## Selected passage
## Begin

Glorious food: Homegrown Favourites

Penang and hawker food are inextricably linked. Never the two be torn apart! It is not very surprising then that when one thinks of Penang food, the mind automatically conjures up visions of freshly cooked hawker fare. Whether you are a local or a tourist, hawker fare has something to satisfy many palates. Best of all, eating out at hawker stalls won't break the bank.

The varieties of hawker fare and hawker centres are seemingly endless, and there are plenty to choose from at almost any time of the day. It is prudent to leave your stomach with a little room for some of Penang’s famous desert or snacks – before or after a meal.

Ais kacang

The mother of all Malaysian dessert, it is also known as “ABC Ais”. Ais kacang literally translated means “Iced beans”, but it contains more than that. Ais Kacang is a mixture of shaved ice with red and brown syrup over red beans, jelly, sweet corn, “attap chi” and evaporated milk. Ice cream is an additional ingredient available upon request. Super stuff in a bowl not the be missed.

For the best ais kacang in town (in no particular order): Hawker stall at Swatow Lane and Lorong Selamat in the afternoons.


Cendol is a favourite desert among locals. It is easily identified: green pandan flavoured noodles in white coconut milk with brown sugar. Sweet heavenly stuff – super cheap and ultra good. Costs between RM1.50 to RM2.50 per bowl.

For the best cendol in town (in no particular order): Hawker stall at a lane off Penang Road; eating outlet at Gurney Drive Hawker Centre and Lorong Selamat coffee shop


Fruit and vegetable salad consisting of cucumber, pineapple, nutmeg, unripe mango, cuttlefish and jambu air, mixed in a potent sauce of prawn paste, chilli, belacan and crushed ground nuts. A healthy alternative for RM1.50 to RM3.50 per plate.

See kor th'ng

Dessert of fruits and jellies in syrup served hot or cold. Costs from RM1.50 per bowl. Try the Gurney Drive hawker centre in the evenings.

Sotong bakar

Thin strips of grilled squid taken with sweet and spicy sauce. A fishy delight for RM4.00 to RM8.00 per serving. For the best sotong bakar in town: Hawker stalls at Gurney Drive.

## End

## Task requirements
Please extend the Penang hawker food guide onward from its final sentence. The entries that come next have no connection to the Penang hawker food guide.

Stored data entries
## Begin

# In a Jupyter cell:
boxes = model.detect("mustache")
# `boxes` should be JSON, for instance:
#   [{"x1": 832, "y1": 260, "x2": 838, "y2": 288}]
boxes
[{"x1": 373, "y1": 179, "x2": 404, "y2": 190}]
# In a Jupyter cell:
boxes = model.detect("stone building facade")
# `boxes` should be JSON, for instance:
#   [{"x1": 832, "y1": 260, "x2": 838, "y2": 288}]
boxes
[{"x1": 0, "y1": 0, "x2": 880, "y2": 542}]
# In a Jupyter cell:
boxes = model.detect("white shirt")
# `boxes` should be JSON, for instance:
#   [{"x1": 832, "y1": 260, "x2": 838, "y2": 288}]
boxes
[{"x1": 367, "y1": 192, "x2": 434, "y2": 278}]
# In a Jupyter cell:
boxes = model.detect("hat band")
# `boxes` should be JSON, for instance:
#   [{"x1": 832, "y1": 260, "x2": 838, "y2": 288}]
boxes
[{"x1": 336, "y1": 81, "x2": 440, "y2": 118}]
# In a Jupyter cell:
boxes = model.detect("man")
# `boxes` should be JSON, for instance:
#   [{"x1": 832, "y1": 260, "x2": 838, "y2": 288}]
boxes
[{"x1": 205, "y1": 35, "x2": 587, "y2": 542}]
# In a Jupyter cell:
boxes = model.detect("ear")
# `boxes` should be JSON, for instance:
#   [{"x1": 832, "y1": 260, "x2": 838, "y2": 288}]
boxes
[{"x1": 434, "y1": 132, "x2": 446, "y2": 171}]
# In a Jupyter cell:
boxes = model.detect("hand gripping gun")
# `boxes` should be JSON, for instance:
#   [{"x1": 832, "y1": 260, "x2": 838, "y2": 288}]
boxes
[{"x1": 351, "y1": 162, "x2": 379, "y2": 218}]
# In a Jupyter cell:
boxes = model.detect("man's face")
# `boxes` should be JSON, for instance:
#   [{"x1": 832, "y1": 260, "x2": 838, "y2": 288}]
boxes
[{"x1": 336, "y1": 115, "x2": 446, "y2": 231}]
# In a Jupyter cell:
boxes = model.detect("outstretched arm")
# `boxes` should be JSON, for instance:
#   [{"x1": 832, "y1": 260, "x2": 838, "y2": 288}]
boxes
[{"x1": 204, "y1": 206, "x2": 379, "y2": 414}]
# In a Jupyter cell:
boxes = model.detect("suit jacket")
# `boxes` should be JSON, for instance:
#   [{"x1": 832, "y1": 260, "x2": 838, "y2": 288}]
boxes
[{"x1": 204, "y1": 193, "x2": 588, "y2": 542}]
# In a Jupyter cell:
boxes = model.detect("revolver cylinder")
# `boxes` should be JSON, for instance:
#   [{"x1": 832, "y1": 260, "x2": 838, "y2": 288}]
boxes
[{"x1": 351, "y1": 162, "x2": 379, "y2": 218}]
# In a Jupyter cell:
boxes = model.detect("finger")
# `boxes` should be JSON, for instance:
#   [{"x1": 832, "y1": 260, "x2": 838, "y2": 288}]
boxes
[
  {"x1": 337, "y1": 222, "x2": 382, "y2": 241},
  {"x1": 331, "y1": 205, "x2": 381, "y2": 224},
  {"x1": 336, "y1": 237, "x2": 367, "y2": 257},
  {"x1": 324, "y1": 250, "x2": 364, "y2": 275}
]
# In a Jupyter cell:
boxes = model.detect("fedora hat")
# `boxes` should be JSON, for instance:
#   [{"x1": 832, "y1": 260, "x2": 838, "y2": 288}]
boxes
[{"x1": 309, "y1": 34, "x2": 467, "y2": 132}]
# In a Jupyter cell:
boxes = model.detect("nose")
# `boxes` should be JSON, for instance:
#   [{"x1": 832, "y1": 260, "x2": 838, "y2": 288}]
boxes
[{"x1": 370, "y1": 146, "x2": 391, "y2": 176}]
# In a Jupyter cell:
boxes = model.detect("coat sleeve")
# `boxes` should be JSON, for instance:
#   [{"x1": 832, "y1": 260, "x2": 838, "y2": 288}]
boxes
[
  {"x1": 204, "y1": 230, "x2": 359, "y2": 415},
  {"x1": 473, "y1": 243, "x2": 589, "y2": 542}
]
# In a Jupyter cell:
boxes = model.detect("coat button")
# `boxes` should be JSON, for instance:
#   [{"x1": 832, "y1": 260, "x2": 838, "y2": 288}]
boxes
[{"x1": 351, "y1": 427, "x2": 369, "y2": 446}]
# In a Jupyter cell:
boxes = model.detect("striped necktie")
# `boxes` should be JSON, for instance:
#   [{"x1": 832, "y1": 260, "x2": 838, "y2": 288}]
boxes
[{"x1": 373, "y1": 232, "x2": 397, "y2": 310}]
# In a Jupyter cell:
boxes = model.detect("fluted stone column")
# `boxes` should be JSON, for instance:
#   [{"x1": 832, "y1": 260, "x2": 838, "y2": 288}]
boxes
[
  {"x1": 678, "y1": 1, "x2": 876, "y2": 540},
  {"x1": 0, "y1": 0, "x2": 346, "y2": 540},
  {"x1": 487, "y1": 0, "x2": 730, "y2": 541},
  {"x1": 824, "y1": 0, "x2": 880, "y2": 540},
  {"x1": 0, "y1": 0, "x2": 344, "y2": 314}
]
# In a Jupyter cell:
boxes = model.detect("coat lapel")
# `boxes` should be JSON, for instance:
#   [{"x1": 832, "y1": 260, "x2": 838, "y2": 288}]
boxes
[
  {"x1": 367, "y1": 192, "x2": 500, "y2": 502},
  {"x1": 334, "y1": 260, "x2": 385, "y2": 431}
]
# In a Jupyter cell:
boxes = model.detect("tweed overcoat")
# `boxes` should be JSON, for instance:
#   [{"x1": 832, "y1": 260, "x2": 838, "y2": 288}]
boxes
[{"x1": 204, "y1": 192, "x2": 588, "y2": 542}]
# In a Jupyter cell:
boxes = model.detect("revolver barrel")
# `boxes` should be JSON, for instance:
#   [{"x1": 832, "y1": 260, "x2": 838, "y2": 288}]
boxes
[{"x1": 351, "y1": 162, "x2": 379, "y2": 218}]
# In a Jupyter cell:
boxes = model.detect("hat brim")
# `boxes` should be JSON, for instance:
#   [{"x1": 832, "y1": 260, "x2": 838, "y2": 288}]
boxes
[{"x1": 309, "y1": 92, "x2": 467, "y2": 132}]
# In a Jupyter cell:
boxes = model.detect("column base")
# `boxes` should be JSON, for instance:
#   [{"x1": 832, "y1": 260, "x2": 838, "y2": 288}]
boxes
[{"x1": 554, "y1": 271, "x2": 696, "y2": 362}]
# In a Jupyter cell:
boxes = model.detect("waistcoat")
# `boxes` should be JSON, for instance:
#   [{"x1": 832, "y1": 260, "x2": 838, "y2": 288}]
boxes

## End

## Response to this task
Other goodies

Don't miss the opportunity to savour other specialities such as: apom (Indian pancake cooked in a claypot); bubur cha cha (sweet dessert made from steamed sweet potatoes, yam, white beans, tapioca jelly in coconut milk); cheh thau (a sweet porridge made from green peas); gandum (Indian pudding made from wholewheat, brown sugar and coconut milk); eu char koay (fried puff bread sticks); gadogado (malay vegetable salad topped with peanut sauce); ham chin peng (deep fries snack food made from sweet and salty dough, sometimes filled with red bean paste or glutinous rice); mua chee (made from steamed glutinous rice flour, chopped into small pieces and rolled in ground peanuts, sugat and roasted sesame seeds); pie tee ("top hats" small deep fried paster shell filled with pohpiah filling); goreng pisang (deep fried battered banana); poh piah (nyonya spring roll filled with cooked shredded turnip, beans, chopped prawns and soyabean curd); and putu piring (brown sugar and rice flour cake cooked by steaming and eaten with grated coconut).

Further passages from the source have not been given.